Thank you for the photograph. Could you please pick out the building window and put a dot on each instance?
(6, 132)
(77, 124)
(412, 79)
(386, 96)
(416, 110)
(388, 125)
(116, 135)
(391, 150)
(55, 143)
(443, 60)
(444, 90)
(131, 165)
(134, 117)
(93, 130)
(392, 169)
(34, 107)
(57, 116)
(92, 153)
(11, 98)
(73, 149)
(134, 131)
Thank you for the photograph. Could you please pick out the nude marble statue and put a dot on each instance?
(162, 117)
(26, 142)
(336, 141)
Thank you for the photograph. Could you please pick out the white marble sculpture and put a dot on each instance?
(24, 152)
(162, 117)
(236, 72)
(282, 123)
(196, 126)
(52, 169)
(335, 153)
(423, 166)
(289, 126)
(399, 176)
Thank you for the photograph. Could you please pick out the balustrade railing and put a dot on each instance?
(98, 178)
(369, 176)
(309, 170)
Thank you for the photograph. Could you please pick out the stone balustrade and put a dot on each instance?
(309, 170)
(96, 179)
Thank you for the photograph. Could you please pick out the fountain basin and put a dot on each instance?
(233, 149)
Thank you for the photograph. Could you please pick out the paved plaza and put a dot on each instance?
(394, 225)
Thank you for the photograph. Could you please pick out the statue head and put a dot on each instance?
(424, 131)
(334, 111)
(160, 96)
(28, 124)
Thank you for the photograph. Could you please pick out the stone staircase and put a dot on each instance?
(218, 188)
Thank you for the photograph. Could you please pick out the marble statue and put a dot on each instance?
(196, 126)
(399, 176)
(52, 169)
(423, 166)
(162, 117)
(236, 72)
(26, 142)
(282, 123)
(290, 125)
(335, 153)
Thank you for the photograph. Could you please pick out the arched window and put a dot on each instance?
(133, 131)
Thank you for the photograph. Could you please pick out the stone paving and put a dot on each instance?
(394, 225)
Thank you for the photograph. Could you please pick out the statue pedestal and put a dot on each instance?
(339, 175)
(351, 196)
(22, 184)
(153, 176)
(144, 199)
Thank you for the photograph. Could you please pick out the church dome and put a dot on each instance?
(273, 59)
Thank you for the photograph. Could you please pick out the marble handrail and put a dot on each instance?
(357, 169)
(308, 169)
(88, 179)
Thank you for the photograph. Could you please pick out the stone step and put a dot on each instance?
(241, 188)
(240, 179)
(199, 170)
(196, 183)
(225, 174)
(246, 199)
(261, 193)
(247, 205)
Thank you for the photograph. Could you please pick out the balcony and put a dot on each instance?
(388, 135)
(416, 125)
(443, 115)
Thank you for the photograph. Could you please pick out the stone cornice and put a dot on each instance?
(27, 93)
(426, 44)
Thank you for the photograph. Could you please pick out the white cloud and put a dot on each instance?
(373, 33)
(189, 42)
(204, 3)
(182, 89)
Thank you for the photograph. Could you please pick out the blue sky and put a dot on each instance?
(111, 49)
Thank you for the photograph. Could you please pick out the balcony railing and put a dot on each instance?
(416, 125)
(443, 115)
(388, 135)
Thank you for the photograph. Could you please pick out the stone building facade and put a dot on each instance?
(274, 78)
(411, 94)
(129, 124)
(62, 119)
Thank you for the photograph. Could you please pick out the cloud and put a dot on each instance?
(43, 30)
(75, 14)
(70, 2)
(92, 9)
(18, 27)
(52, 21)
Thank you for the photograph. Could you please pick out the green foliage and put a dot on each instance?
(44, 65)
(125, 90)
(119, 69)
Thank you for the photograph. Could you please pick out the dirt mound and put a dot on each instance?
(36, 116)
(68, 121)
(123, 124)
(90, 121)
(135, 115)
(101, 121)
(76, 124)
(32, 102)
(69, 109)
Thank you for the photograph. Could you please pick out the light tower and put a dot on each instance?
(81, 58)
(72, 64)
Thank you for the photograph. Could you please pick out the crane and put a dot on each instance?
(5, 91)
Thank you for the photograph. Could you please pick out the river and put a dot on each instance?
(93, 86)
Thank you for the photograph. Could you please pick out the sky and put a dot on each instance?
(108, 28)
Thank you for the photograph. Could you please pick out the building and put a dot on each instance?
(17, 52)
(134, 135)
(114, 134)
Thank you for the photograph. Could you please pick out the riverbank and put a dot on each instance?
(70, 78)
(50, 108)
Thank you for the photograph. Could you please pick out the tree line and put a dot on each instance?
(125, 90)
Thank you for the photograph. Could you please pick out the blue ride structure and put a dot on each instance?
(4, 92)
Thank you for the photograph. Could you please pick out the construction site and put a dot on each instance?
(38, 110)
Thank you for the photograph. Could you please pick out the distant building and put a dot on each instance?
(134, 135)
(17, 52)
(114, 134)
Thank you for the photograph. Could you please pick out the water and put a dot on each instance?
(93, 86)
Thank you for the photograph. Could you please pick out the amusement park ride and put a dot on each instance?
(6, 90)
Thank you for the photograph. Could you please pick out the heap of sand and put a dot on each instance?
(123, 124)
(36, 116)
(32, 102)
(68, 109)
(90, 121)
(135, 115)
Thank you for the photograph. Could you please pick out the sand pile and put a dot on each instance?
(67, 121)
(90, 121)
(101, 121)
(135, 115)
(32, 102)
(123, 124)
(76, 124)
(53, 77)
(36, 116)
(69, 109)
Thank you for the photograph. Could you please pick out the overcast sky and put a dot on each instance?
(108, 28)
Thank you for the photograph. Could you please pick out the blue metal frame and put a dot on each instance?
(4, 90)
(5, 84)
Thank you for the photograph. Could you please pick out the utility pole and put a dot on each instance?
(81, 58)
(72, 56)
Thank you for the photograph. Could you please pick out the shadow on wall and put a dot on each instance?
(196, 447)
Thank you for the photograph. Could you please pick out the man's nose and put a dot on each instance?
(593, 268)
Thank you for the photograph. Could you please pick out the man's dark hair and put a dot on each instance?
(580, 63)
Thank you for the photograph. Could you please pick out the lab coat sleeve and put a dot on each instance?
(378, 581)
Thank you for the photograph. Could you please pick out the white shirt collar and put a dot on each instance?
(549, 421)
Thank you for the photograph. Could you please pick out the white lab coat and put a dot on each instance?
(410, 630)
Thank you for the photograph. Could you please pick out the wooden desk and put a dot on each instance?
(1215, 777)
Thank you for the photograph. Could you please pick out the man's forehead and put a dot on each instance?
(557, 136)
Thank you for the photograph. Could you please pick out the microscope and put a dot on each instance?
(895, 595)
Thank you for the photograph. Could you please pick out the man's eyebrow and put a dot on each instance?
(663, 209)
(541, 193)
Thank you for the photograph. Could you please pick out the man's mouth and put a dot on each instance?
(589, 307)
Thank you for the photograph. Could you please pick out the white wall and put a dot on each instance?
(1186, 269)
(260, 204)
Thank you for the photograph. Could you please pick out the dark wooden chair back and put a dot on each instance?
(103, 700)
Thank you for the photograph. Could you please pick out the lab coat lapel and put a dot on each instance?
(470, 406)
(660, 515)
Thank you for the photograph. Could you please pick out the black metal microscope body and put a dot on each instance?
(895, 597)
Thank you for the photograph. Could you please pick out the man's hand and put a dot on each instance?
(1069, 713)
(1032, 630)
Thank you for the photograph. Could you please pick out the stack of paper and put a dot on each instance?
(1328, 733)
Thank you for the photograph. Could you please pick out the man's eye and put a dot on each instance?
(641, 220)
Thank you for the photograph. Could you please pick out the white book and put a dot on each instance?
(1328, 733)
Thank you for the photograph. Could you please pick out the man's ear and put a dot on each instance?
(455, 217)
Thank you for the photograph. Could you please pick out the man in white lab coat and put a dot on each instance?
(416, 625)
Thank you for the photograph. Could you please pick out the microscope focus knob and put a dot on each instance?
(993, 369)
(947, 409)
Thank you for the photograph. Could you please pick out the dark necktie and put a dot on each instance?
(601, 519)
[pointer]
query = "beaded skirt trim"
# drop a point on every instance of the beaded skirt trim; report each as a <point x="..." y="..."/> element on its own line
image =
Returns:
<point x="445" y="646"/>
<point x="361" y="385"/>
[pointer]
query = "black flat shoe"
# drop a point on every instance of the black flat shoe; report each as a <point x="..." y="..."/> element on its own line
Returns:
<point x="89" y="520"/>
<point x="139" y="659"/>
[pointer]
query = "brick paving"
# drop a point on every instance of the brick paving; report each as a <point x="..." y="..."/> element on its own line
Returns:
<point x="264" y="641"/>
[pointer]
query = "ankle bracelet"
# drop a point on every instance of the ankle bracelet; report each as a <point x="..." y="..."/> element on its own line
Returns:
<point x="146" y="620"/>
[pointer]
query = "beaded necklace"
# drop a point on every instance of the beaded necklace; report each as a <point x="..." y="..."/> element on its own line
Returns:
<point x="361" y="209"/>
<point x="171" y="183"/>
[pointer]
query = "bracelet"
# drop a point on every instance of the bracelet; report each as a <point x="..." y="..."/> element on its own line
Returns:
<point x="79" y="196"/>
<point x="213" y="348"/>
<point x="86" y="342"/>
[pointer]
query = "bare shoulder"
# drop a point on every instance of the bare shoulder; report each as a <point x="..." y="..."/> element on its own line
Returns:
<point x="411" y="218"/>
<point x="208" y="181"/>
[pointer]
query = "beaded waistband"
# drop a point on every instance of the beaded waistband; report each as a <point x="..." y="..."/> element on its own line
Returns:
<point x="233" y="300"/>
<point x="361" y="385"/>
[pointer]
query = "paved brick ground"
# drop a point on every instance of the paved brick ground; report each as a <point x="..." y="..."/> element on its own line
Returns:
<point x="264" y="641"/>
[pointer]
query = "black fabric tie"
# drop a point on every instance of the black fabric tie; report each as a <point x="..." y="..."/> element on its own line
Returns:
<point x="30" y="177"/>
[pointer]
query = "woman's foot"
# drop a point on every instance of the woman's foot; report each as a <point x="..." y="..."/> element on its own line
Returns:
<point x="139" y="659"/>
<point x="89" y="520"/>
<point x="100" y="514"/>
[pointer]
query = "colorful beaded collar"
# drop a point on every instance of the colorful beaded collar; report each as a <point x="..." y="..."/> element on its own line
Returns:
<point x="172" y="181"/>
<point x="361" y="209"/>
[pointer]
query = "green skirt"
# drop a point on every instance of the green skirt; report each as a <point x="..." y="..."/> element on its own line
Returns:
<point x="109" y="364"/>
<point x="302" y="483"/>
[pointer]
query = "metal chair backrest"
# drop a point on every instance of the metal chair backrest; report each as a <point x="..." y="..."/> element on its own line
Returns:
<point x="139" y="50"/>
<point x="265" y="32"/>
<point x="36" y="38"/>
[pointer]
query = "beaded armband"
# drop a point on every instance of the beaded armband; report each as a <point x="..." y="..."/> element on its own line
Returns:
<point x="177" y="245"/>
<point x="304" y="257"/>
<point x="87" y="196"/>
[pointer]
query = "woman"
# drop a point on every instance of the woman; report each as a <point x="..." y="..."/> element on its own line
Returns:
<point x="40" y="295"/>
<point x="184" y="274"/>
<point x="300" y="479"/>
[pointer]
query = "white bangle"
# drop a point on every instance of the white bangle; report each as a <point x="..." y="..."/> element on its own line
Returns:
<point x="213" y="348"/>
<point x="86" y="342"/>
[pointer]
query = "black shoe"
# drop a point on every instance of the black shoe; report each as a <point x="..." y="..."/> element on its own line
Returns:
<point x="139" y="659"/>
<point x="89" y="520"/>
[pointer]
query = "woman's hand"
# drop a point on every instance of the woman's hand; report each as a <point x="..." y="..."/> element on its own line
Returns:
----
_ABOUT THIS TASK_: Where a line above includes "backrest", copy that line.

_FINISHED EXERCISE_:
query = "metal chair backrest"
# drop a point on every instance of the metal chair backrest; report each as a <point x="..." y="..."/> element on its own line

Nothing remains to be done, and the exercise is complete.